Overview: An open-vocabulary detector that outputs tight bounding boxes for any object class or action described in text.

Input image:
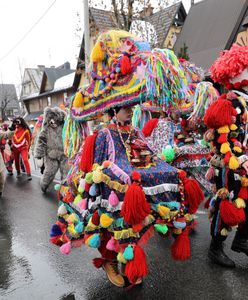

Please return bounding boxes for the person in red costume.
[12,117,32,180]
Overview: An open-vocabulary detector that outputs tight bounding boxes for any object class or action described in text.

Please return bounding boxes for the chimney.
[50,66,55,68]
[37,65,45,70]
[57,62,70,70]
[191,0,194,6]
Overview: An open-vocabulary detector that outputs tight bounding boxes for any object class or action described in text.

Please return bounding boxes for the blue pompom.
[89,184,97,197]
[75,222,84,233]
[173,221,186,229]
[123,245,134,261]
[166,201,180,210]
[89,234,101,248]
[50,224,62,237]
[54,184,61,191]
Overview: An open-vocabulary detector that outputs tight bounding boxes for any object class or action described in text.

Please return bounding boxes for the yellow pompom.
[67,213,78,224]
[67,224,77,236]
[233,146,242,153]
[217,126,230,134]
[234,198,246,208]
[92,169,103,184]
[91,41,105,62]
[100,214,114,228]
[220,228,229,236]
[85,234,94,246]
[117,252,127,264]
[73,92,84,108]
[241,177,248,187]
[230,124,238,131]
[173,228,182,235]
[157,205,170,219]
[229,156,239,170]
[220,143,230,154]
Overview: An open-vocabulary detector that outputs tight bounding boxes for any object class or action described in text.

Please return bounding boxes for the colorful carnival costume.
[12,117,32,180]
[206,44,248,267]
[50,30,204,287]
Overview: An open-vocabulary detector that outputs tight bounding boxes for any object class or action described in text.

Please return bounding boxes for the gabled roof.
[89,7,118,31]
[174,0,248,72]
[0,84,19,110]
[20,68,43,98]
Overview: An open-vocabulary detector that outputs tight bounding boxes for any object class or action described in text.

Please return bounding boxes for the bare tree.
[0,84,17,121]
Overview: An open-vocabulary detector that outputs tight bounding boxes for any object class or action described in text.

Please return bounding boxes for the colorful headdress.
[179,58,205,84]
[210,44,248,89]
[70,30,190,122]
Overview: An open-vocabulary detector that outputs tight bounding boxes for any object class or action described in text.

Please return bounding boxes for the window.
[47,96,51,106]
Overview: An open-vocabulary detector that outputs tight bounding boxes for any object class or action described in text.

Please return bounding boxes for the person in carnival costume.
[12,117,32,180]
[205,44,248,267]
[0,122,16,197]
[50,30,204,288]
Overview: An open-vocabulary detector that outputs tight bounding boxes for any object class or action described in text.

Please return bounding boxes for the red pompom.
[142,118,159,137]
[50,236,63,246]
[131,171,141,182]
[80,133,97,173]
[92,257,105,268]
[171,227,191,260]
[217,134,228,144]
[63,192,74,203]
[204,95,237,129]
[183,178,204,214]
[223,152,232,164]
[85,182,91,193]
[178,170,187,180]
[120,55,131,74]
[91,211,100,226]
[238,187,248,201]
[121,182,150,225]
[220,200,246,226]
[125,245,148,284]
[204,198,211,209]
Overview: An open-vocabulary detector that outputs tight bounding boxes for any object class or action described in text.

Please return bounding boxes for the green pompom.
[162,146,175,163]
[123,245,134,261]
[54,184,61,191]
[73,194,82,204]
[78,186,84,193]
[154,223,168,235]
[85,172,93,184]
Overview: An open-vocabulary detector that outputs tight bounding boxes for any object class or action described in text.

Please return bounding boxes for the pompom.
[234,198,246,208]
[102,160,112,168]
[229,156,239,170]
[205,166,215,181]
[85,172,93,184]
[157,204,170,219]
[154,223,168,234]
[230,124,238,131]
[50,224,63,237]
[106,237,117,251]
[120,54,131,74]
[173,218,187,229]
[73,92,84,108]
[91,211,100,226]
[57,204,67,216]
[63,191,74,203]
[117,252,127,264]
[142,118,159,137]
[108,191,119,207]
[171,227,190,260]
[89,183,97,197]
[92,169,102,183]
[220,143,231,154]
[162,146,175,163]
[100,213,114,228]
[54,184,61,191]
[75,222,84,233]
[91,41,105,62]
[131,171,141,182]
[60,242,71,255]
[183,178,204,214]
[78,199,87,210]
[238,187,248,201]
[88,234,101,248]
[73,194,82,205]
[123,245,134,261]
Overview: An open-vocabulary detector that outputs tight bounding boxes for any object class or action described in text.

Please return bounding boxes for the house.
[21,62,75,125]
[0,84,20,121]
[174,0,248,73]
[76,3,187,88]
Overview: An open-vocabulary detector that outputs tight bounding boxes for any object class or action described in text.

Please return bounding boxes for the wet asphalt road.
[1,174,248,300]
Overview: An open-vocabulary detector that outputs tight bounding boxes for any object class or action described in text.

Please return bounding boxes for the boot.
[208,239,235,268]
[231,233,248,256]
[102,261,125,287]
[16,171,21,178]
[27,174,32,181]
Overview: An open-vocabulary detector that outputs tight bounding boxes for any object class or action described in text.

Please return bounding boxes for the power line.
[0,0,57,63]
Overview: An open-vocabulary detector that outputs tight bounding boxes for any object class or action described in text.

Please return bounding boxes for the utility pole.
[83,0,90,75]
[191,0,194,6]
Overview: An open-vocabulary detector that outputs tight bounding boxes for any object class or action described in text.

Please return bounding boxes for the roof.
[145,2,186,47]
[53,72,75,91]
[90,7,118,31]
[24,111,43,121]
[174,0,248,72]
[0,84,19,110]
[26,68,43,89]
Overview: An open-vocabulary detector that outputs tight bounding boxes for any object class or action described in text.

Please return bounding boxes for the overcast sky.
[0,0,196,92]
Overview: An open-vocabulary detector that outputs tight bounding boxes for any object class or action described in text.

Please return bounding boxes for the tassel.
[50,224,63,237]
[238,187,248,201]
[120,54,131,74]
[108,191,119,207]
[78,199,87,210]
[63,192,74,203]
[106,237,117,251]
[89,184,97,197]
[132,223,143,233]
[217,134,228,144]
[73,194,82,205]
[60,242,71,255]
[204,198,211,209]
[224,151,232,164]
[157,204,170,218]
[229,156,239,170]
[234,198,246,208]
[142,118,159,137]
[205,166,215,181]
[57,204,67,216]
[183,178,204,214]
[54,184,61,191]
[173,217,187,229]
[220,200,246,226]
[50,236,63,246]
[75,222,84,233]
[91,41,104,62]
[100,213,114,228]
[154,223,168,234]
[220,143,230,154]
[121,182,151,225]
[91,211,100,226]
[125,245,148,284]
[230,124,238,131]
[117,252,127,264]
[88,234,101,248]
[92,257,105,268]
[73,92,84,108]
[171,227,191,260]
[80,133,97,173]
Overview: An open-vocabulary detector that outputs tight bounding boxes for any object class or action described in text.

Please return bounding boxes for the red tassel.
***
**ABOUT THIS EXERCISE:** Return every entry unchanged and skip the pictures.

**ANSWER BOX:**
Overview: An open-vocabulary detector that outputs tight bounding boxes for any object class or action described in text.

Input image:

Please return bounding boxes for the person in red costume.
[12,117,32,180]
Overview: An open-vocabulary detector that outputs tight bounding boxes for any object class or action described in text.

Please return bounding boxes for the chimney.
[50,66,55,68]
[37,65,45,70]
[57,62,70,70]
[191,0,194,6]
Overview: An open-vocabulary detector that outputs tight bounding boxes for any object class or action described in text.

Please return bounding boxes for the blue pompom.
[89,184,97,197]
[75,222,84,233]
[173,221,186,229]
[123,245,134,261]
[166,201,180,210]
[89,234,101,248]
[50,224,62,237]
[54,184,61,191]
Overview: An open-vocabulary detector that outputs tight bounding boxes for any object class or action described in text.

Please return bounding boxes for the yellow pompom.
[67,213,78,224]
[67,224,77,236]
[233,146,242,153]
[217,126,230,134]
[234,198,246,208]
[92,169,103,184]
[91,41,105,62]
[100,214,114,228]
[220,228,229,236]
[85,234,94,246]
[117,252,127,264]
[73,92,84,108]
[241,177,248,187]
[230,124,238,131]
[173,228,182,235]
[157,205,170,219]
[229,156,239,170]
[220,143,230,154]
Overview: An open-vocabulary detector that outputs tight bounding boxes for any object class or action described in text.

Please return bounding boxes for the colorful carnival costume.
[12,117,32,180]
[206,44,248,267]
[50,30,204,287]
Overview: An open-vocabulary detector that outputs tight bounding boxes for any object class or action described in text.

Please return bounding boxes for the gabled roof.
[89,7,118,31]
[174,0,248,72]
[0,84,19,110]
[20,68,43,98]
Overview: An open-vocabulary detector that outputs tight bounding boxes for any object class or action described in text.

Please return bounding boxes for the bare tree.
[0,84,17,121]
Overview: An open-vocabulary detector that outputs tight bounding boxes for any object class or action described in text.

Please return bounding boxes for the colorful headdress.
[179,58,205,84]
[210,44,248,89]
[70,30,190,122]
Overview: An open-vocabulary detector that outputs tight bounding boxes for any object class or action described in text.

Please return bounding boxes for the window.
[47,96,51,106]
Overview: An open-vocabulary detector that outputs tight bounding boxes for any object class or action described in text.

Please return bounding boxes for the person in carnival costume.
[12,117,32,180]
[205,44,248,267]
[0,122,16,197]
[50,30,204,288]
Overview: An open-vocabulary detector that outputs tight bounding boxes for any object class or action described in text.

Please return bounding boxes for the red pompom.
[142,118,159,137]
[50,236,63,246]
[131,171,141,182]
[80,133,97,173]
[92,257,105,268]
[171,227,191,260]
[217,134,228,144]
[63,192,74,203]
[204,95,237,129]
[183,178,204,214]
[223,152,232,164]
[85,182,91,193]
[178,170,187,180]
[120,55,131,74]
[91,211,100,226]
[238,187,248,201]
[121,182,150,225]
[220,200,246,226]
[125,245,148,284]
[204,198,211,209]
Overview: An open-vocabulary detector that outputs tight bounding boxes for any object class or action described in text.

Please return bounding boxes for the green pompom.
[162,146,175,163]
[123,245,134,261]
[54,184,61,191]
[73,194,82,204]
[78,186,84,193]
[154,223,168,235]
[85,172,93,184]
Overview: An open-vocabulary detector that outputs tight bounding boxes for any object class or action described in text.

Please return bounding boxes for the pompom.
[234,198,246,208]
[102,160,112,168]
[229,156,239,170]
[205,166,215,181]
[85,172,93,184]
[157,204,170,219]
[154,223,168,234]
[230,124,238,131]
[50,224,63,237]
[106,237,117,251]
[120,54,131,74]
[173,218,187,229]
[73,92,84,108]
[91,211,100,226]
[57,204,67,216]
[63,191,74,203]
[117,252,127,264]
[142,118,159,137]
[108,191,119,207]
[171,227,190,260]
[89,183,97,197]
[92,169,102,183]
[220,143,231,154]
[162,146,175,163]
[100,213,114,228]
[54,184,61,191]
[75,222,84,233]
[91,41,105,62]
[131,171,141,182]
[60,242,71,255]
[183,178,204,214]
[78,199,87,210]
[238,187,248,201]
[88,234,101,248]
[73,194,82,205]
[123,245,134,261]
Overview: An open-vocabulary detector that outputs tight bounding boxes for any object class or action described in text.

Please return bounding boxes for the house.
[21,62,75,125]
[0,84,20,121]
[174,0,248,73]
[76,3,187,88]
Overview: An open-vocabulary detector that outputs tight bounding boxes for any object class or action described in text.

Please return bounding boxes for the wet asphalt road.
[1,174,248,300]
Overview: An open-vocabulary detector that outputs tight bounding boxes for any object class or action described in text.

Please return bounding boxes for the boot.
[208,239,235,268]
[231,233,248,256]
[102,261,125,287]
[16,171,21,178]
[27,174,32,181]
Overview: An open-vocabulary detector that outputs tight bounding boxes for any object class or action described in text.

Please return bounding boxes for the power line.
[0,0,57,63]
Overview: An open-vocabulary detector that outputs tight bounding boxes for any object class or action described in text.

Please return bounding boxes for the utility pole.
[83,0,90,75]
[191,0,194,6]
Overview: An open-vocabulary detector that outputs tight bounding boxes for any object class or action described in text.

Please return bounding boxes for the roof.
[145,2,186,47]
[53,72,75,91]
[90,7,118,31]
[24,111,43,121]
[174,0,248,72]
[0,84,19,110]
[26,68,43,89]
Overview: An open-vocabulary detector that outputs tight bounding boxes for any object class or action described in text.

Please return bounding boxes for the overcast sky.
[0,0,196,92]
Overview: An open-vocabulary detector that outputs tight bounding boxes for any object class or action described in text.

Please return bounding boxes for the tassel.
[50,224,63,237]
[238,187,248,201]
[120,54,131,74]
[108,191,119,207]
[78,199,87,210]
[63,192,74,203]
[106,237,117,251]
[89,184,97,197]
[132,223,143,233]
[217,134,228,144]
[73,194,82,205]
[60,242,71,255]
[204,198,211,209]
[224,151,232,164]
[157,204,170,218]
[229,156,239,170]
[234,198,246,208]
[142,118,159,137]
[205,166,215,181]
[57,204,67,216]
[183,178,204,214]
[54,184,61,191]
[173,217,187,229]
[220,200,246,226]
[50,236,63,246]
[75,222,84,233]
[91,41,104,62]
[100,213,114,228]
[154,223,168,234]
[220,143,230,154]
[121,182,151,225]
[91,211,100,226]
[125,245,148,284]
[230,124,238,131]
[117,252,127,264]
[88,234,101,248]
[92,257,105,268]
[73,92,84,108]
[171,227,191,260]
[80,133,97,173]
Overview: An open-vocabulary detector that outputs tight bounding boxes for any object class or action described in text.

Please return bounding boxes for the red tassel.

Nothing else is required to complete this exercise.